- **Textauszug**:
☆ ☆ ☆ ☆ ☆

Spuren eines älteren Holzturmes[29] von 4,75 x 4,35 m Seitenlänge, der von einem 19 m durchmessenden Graben großzügig umfasst war, konnten unmittelbar südwestlich des Steinturms nachgewiesen werden.
Etwa 100 Meter südlich der Turmstelle kreuzt der dort nicht wahrnehmbare Limes den Verlauf einer mittelalterlichen Landwehr, die sich noch deutlich im Gelände abzeichnet.[30]
Der Turm liegt nur gut 20 m von der Nordwestecke des Kleinkastells am Forsthofweg entfernt.
Das Kleinkastell Rheinbrohl und die erwähnten Bodendenkmale sind als Abschnitt des Obergermanisch-Rätischen Limes seit 2005 Teil des UNESCO-Welterbes. Außerdem sind die Anlagen Kulturdenkmale nach dem Denkmalschutzgesetz des Landes Rheinland-Pfalz (DSchG). Nachforschungen und gezieltes Sammeln von Funden sind genehmigungspflichtig. Zufallsfunde sind an die Denkmalbehörden zu melden.

☆ ☆ ☆ ☆ ☆

- **Gegebene Daten**:
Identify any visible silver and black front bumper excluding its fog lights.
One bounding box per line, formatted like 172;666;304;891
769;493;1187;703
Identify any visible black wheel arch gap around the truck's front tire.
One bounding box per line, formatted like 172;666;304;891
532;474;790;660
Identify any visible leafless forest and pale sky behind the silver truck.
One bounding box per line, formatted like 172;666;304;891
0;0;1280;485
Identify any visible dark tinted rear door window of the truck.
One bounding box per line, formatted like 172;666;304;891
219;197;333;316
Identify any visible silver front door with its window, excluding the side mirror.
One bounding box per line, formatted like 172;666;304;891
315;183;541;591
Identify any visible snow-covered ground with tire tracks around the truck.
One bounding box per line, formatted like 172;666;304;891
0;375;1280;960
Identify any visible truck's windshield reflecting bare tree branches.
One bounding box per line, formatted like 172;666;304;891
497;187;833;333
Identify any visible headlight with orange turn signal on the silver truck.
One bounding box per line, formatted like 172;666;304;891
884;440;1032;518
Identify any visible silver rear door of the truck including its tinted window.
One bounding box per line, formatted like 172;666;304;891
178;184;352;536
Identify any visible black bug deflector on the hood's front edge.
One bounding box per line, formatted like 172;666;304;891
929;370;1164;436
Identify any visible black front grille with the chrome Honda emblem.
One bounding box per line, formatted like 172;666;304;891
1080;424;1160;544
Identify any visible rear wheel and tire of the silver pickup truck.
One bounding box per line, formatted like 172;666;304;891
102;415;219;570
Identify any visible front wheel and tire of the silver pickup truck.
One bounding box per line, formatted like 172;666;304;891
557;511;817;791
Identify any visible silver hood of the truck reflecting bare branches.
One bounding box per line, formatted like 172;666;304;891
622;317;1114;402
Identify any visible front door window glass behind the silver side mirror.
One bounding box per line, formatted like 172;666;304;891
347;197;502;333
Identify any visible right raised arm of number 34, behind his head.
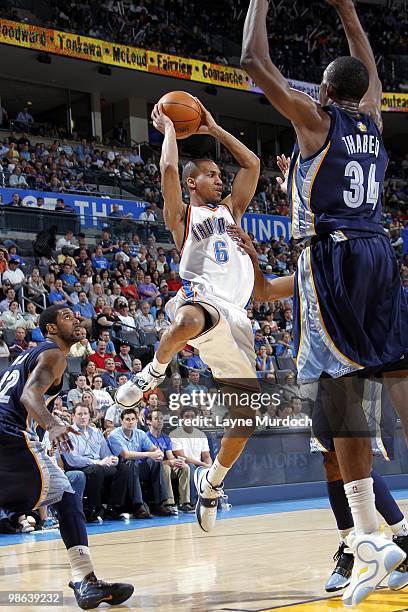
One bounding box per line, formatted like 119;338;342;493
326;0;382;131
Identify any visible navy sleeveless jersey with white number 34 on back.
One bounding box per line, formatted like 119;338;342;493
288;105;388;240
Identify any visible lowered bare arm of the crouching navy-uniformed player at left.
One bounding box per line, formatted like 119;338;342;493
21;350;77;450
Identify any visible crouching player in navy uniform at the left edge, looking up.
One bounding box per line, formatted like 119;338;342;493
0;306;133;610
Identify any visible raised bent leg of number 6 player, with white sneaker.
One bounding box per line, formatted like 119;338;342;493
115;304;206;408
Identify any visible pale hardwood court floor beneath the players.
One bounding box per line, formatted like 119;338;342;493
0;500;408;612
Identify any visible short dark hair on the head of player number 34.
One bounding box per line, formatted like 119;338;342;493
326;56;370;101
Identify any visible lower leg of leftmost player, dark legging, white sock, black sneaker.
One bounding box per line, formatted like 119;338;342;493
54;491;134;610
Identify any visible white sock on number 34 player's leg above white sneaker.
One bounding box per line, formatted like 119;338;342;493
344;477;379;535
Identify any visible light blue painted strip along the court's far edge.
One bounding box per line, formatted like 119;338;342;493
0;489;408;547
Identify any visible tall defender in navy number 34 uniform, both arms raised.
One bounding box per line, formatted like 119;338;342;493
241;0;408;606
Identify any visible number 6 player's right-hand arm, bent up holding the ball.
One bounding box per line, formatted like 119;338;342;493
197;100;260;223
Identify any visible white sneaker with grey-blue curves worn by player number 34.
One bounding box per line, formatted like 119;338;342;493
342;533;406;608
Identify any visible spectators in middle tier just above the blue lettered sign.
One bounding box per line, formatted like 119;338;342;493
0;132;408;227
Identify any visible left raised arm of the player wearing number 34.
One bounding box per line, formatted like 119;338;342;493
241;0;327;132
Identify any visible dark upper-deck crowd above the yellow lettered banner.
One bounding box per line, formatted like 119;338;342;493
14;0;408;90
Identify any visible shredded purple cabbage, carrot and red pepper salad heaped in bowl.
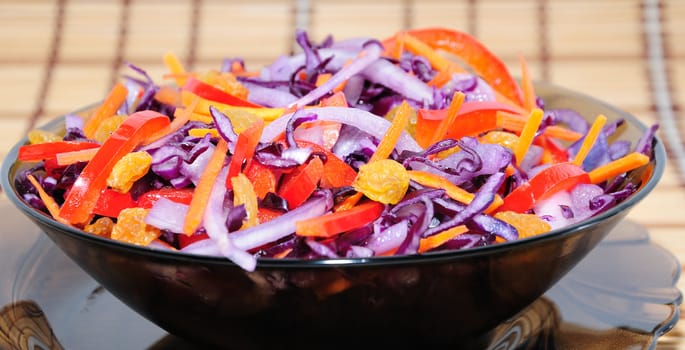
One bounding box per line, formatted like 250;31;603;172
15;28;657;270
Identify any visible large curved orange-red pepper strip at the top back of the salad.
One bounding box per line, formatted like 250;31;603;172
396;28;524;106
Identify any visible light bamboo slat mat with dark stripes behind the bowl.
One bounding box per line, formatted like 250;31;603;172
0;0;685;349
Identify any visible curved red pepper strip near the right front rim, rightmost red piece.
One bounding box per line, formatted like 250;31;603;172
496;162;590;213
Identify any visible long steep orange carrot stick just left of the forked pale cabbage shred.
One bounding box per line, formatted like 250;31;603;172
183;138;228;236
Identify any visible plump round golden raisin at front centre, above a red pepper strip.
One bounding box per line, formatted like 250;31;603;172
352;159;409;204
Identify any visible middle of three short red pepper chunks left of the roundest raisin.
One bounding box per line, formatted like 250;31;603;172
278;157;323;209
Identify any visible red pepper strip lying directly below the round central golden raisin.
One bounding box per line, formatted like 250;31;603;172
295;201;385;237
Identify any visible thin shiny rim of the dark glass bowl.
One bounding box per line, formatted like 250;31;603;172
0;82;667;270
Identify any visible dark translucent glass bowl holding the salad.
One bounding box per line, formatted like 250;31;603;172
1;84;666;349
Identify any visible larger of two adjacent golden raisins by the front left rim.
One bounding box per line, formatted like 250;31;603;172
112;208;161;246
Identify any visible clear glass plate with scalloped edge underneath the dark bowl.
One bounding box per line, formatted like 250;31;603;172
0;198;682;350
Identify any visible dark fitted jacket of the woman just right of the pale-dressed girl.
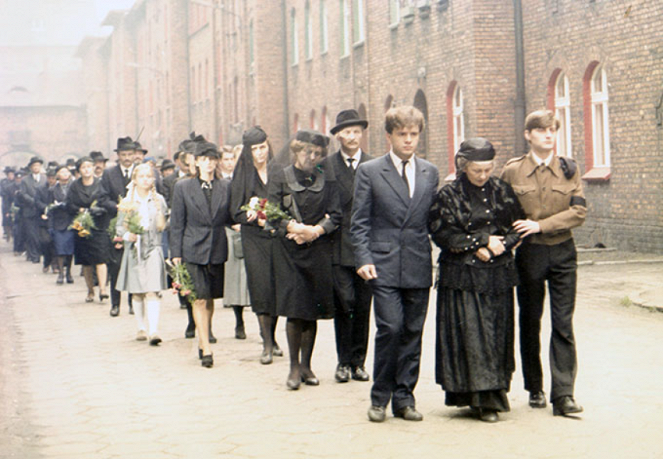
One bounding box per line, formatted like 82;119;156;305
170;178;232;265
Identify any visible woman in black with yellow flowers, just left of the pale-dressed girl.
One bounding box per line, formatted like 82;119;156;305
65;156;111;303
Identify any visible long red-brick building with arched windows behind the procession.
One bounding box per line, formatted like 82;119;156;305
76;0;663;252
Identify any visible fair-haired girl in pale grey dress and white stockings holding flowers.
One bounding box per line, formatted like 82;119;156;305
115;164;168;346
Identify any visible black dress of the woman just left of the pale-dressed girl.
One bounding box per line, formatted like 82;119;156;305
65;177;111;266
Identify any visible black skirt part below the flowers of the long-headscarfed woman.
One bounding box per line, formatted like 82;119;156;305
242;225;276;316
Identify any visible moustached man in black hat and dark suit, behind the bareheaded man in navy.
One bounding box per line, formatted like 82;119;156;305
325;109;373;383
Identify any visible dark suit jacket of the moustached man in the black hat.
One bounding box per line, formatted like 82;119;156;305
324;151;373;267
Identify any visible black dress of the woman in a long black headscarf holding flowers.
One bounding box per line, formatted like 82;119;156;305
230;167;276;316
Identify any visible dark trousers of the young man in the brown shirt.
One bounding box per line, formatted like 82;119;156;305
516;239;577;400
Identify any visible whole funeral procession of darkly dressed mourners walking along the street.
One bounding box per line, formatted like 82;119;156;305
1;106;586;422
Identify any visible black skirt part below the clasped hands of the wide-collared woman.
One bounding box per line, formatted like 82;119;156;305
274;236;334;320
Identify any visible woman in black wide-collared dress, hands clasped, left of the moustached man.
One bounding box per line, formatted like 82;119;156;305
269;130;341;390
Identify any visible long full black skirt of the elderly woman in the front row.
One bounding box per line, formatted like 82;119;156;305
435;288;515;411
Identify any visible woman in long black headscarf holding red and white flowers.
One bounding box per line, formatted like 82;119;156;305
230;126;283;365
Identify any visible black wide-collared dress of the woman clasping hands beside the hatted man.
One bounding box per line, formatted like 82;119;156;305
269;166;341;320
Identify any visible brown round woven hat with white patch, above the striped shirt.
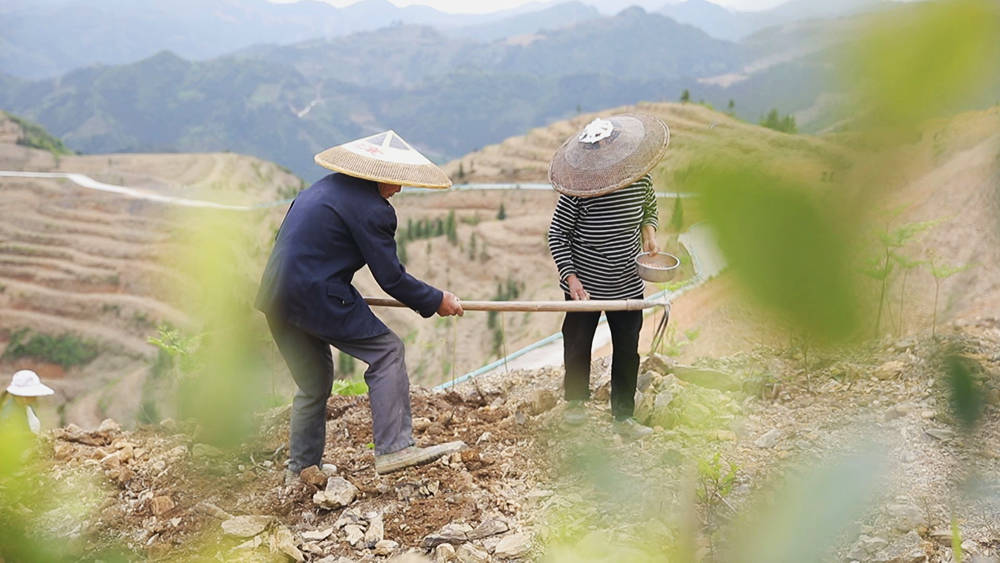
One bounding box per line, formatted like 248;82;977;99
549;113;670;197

☆ ☆ ☆ ☆ ☆

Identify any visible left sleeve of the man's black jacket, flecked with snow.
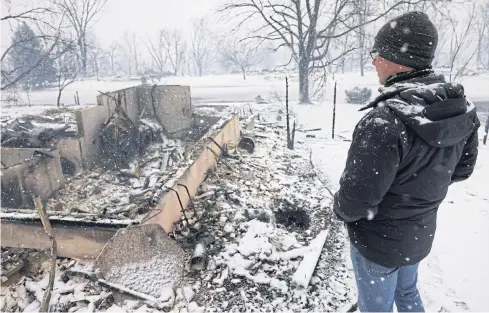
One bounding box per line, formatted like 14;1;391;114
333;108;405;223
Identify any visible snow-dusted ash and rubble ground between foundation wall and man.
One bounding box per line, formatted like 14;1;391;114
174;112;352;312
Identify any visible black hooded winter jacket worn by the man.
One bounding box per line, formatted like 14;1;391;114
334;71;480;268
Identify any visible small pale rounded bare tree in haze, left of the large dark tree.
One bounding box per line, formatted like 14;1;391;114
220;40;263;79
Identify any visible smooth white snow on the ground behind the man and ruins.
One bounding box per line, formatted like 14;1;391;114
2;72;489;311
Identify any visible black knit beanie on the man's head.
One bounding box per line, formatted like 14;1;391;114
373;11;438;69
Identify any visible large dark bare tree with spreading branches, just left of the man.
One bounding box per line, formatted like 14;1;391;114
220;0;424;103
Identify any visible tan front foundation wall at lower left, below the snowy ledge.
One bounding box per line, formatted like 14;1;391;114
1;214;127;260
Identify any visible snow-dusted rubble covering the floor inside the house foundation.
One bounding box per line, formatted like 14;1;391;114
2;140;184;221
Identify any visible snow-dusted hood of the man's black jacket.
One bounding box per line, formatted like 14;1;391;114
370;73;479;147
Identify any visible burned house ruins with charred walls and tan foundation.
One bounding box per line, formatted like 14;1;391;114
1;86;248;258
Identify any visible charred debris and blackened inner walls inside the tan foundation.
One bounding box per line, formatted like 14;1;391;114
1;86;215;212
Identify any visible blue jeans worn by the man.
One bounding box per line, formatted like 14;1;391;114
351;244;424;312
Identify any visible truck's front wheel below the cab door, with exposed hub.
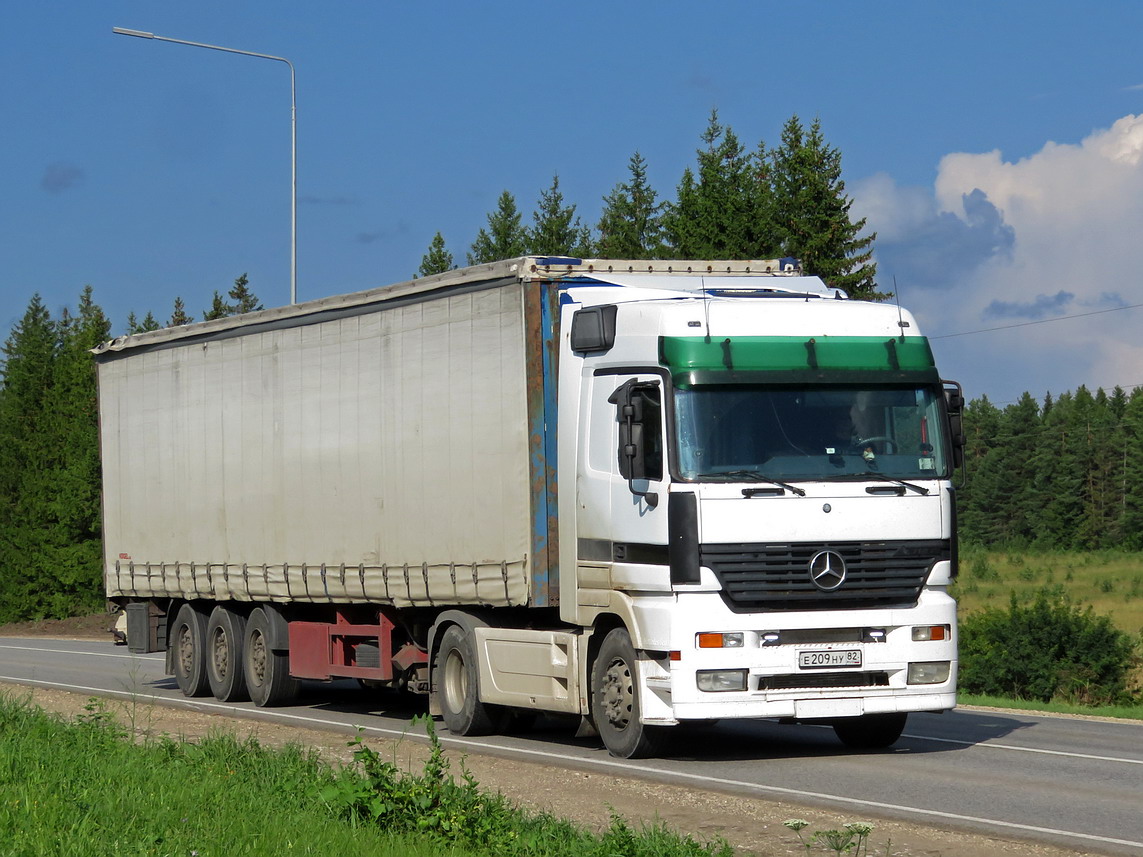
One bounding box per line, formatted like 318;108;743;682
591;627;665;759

☆ ☆ ☆ ☆ ☆

- **Aufgabe 1**: Kannst du den Absatz im Textauszug, der mit „Das Kleinkastell Rheinbrohl und die erwähnten Bodendenkmale“ beginnt, als kurze Stichpunktliste wiedergeben, ohne seine wesentlichen Fakten wegzulassen?
- **Aufgabe 2**: Wie lautet im Textauszug die Passage von „Etwa 100 Meter“ bis einschließlich „Denkmalbehörden zu melden.“? Gib sie wortgetreu aus.

- **Antwort 1**:
- Kleinkastell Rheinbrohl und die erwähnten Bodendenkmale: seit 2005 als Abschnitt des Obergermanisch-Rätischen Limes Teil des UNESCO-Welterbes
- Zugleich Kulturdenkmale nach dem Denkmalschutzgesetz des Landes Rheinland-Pfalz (DSchG)
- Nachforschungen und gezieltes Sammeln von Funden: genehmigungspflichtig
- Zufallsfunde: an die Denkmalbehörden zu melden

- **Antwort 2**:
Etwa 100 Meter südlich der Turmstelle kreuzt der dort nicht wahrnehmbare Limes den Verlauf einer mittelalterlichen Landwehr, die sich noch deutlich im Gelände abzeichnet.[30]
Der Turm liegt nur gut 20 m von der Nordwestecke des Kleinkastells am Forsthofweg entfernt.
Das Kleinkastell Rheinbrohl und die erwähnten Bodendenkmale sind als Abschnitt des Obergermanisch-Rätischen Limes seit 2005 Teil des UNESCO-Welterbes. Außerdem sind die Anlagen Kulturdenkmale nach dem Denkmalschutzgesetz des Landes Rheinland-Pfalz (DSchG). Nachforschungen und gezieltes Sammeln von Funden sind genehmigungspflichtig. Zufallsfunde sind an die Denkmalbehörden zu melden.